▶ **THE PROBLEM**:
Where a line in the records below includes "shirt", pull that line out.
=-=-=-=-=
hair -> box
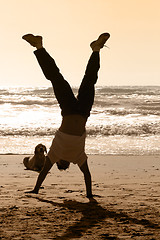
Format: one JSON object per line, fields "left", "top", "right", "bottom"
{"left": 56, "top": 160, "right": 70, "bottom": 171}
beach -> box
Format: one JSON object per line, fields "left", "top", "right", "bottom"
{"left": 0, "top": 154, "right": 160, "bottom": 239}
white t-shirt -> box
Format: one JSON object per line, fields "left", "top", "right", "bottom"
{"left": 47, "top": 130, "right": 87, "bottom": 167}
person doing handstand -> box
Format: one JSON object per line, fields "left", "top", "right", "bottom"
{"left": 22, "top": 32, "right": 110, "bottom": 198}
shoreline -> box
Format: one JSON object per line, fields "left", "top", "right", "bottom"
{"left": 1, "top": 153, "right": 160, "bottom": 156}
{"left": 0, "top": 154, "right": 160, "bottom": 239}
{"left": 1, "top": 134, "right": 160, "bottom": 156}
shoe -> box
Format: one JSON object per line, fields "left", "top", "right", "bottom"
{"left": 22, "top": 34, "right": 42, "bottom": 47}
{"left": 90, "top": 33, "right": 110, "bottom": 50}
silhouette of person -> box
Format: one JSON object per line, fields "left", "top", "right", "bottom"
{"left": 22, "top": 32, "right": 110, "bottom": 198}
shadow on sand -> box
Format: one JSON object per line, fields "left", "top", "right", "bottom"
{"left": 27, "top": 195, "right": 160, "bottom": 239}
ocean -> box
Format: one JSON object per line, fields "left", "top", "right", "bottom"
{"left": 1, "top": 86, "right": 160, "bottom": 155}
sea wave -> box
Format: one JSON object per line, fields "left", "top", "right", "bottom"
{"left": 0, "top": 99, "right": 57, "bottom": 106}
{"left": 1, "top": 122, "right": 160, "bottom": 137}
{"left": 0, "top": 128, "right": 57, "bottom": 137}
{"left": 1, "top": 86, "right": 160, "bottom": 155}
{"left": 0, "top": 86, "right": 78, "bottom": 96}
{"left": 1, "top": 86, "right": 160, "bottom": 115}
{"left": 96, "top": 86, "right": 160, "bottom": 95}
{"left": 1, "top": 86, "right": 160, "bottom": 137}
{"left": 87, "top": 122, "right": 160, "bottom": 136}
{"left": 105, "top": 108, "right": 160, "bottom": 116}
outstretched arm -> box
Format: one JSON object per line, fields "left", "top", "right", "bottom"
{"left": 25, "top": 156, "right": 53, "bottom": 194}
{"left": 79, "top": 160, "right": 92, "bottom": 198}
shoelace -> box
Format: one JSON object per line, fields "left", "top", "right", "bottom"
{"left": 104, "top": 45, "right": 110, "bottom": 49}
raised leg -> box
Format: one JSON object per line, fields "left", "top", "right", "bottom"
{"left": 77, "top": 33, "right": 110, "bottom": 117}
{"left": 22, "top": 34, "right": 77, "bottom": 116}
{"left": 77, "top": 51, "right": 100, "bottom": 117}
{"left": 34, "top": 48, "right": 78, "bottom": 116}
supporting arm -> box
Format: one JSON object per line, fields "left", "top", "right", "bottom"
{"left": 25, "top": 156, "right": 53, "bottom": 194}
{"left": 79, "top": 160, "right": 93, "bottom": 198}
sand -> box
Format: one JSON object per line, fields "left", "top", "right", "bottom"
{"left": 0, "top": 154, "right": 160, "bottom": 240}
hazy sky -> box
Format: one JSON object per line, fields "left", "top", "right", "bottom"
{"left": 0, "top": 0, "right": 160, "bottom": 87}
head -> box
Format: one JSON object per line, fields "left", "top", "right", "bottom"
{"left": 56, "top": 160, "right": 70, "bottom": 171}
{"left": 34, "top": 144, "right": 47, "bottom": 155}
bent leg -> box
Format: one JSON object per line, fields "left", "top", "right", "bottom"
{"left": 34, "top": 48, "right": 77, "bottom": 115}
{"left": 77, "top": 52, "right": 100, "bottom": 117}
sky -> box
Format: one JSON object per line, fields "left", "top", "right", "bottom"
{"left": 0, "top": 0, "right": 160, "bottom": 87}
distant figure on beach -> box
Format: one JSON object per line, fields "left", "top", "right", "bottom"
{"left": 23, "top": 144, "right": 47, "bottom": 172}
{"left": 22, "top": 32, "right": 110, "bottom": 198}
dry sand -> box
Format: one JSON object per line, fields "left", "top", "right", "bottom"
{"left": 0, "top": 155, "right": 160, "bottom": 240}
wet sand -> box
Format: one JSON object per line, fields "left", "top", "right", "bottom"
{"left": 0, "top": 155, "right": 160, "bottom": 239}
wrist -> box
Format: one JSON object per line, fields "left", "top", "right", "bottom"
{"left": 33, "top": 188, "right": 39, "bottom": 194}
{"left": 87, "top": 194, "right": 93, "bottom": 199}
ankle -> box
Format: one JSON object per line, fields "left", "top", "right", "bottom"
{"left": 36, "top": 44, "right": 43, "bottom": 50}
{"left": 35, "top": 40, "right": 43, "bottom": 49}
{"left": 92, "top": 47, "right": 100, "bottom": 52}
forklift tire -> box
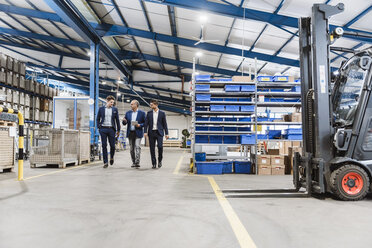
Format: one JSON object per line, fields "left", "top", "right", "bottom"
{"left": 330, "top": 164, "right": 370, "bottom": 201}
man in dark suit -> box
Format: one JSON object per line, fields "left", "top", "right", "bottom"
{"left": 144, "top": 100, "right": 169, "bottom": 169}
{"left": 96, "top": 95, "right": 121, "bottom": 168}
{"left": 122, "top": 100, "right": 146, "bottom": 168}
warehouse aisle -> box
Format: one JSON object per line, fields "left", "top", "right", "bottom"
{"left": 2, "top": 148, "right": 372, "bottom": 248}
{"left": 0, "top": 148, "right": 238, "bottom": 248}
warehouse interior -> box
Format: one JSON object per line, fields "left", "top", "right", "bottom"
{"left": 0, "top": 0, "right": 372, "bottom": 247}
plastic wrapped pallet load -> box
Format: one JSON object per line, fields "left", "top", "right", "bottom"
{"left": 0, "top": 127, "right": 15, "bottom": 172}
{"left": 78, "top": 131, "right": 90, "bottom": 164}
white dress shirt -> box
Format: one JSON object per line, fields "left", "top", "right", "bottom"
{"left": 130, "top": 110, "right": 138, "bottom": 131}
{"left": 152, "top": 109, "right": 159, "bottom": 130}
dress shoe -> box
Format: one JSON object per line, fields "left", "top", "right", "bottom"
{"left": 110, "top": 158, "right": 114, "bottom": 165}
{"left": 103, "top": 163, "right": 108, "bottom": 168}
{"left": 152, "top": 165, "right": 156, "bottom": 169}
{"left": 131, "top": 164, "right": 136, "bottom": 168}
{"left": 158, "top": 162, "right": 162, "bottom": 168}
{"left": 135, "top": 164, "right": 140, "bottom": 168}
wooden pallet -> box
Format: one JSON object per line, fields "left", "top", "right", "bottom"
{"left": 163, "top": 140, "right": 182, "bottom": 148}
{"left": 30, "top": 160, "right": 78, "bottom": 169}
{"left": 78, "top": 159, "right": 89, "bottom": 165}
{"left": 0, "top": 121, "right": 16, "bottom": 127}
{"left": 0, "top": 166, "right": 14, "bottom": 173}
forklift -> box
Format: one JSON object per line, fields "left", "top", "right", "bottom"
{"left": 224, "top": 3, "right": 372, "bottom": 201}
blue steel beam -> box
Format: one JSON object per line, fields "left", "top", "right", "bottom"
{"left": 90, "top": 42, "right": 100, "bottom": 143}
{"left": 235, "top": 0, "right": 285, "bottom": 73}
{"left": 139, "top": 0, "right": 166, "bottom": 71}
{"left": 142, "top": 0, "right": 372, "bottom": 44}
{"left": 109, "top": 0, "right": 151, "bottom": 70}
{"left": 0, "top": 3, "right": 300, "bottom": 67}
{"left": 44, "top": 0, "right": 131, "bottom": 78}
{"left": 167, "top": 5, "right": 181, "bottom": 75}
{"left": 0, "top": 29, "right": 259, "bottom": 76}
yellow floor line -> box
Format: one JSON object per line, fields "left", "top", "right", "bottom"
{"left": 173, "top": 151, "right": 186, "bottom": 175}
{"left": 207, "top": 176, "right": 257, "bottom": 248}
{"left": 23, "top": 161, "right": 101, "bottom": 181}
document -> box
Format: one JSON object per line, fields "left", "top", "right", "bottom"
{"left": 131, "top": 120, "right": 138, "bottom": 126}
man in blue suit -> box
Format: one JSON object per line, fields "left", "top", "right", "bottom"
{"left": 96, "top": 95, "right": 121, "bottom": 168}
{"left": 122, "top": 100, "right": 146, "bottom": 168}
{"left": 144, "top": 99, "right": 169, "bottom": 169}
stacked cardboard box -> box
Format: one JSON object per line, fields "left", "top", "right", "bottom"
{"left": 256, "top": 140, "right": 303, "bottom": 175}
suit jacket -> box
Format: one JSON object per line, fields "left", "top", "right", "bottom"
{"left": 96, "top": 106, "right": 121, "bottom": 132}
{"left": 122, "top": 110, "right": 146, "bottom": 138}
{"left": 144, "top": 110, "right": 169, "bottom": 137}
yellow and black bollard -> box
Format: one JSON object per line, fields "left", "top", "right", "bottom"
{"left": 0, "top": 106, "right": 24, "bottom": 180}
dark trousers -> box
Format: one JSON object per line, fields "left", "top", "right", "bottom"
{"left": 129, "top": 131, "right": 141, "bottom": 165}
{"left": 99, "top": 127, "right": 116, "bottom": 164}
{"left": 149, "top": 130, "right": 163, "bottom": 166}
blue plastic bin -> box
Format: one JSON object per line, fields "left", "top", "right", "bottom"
=-=-=-=-=
▶ **ANSWER TO THIS EXERCISE**:
white t-shirt -> box
white dress shirt -> box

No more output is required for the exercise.